**What to work on:**
Go over the data and keep only the lines that include "white".

(Spatial localization data)
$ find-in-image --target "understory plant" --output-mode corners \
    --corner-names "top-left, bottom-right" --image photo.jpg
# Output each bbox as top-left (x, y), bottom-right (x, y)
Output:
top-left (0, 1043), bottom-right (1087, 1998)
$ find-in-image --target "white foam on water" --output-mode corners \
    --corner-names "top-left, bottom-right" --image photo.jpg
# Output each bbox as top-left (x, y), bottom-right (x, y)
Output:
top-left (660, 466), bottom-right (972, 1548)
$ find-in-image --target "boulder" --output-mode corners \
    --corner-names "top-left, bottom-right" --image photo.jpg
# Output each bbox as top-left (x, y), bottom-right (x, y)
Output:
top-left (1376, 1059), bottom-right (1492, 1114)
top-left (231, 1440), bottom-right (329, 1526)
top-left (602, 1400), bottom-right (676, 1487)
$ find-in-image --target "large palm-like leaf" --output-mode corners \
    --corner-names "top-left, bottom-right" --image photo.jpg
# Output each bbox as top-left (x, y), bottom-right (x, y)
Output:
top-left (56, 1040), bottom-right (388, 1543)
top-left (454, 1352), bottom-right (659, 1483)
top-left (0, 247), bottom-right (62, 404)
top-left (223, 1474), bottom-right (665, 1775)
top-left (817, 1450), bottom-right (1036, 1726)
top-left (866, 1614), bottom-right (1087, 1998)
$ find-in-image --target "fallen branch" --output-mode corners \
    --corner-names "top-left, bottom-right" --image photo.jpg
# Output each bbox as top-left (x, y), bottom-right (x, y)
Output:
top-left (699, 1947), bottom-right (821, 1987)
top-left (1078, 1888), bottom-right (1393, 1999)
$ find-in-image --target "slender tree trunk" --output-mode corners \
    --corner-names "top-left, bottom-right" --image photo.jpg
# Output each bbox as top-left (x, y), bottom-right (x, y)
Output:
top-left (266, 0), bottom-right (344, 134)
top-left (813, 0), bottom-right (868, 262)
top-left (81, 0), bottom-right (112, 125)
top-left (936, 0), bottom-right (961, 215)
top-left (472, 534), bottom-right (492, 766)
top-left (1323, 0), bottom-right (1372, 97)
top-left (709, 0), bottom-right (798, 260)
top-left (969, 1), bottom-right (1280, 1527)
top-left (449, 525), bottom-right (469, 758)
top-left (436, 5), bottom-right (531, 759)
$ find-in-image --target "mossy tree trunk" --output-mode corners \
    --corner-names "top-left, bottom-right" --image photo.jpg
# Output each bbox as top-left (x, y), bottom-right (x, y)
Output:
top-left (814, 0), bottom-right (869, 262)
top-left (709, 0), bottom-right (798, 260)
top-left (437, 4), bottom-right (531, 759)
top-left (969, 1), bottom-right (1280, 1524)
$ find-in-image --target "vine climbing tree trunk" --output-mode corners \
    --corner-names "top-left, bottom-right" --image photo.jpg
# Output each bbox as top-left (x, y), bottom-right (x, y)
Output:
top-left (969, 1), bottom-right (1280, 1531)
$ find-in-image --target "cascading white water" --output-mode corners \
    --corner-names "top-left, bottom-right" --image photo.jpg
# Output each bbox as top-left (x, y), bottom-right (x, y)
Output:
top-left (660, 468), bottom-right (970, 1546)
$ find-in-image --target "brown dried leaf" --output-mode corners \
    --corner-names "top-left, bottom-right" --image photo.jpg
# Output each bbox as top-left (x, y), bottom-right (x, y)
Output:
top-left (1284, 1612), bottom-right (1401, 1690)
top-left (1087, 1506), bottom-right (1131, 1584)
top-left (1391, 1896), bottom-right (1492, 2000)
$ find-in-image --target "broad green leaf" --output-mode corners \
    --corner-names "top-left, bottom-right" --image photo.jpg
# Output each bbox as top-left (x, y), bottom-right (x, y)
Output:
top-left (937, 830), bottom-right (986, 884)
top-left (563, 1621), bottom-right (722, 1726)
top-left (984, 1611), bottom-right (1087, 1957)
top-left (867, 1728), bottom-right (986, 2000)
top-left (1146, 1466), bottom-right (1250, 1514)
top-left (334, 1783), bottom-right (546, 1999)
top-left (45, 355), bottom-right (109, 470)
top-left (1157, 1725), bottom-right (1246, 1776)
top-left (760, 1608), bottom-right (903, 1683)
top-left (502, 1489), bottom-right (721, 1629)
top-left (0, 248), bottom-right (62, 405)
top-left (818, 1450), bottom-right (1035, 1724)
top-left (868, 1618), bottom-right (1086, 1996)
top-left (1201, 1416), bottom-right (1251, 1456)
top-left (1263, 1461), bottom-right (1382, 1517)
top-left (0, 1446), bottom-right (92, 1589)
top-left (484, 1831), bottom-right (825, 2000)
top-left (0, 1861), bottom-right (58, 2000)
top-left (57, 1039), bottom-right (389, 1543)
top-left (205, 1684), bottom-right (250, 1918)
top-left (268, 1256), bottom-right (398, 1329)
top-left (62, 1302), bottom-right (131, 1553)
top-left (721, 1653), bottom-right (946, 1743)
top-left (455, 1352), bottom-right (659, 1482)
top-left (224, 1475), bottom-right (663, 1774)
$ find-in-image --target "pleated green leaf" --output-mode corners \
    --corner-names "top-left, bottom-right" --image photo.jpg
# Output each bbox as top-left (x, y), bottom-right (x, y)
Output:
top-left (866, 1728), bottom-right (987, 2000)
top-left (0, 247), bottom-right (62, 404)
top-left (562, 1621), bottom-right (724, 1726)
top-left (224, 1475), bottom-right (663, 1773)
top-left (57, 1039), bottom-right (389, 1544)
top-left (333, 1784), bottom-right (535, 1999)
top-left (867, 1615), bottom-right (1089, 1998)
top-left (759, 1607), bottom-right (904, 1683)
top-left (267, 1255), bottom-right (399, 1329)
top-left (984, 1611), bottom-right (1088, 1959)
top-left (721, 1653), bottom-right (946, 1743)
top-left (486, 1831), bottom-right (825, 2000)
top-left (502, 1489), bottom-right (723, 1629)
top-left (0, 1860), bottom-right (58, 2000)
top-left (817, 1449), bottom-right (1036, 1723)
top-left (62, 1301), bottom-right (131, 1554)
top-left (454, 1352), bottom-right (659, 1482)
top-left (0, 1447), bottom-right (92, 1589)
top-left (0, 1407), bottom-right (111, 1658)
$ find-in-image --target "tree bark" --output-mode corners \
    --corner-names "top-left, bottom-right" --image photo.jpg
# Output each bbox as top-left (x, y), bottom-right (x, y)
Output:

**Answer to this task:**
$ find-in-image --target "white foam on water" --output-mode corners \
$ find-in-image --target "cascading white water" --output-mode corners \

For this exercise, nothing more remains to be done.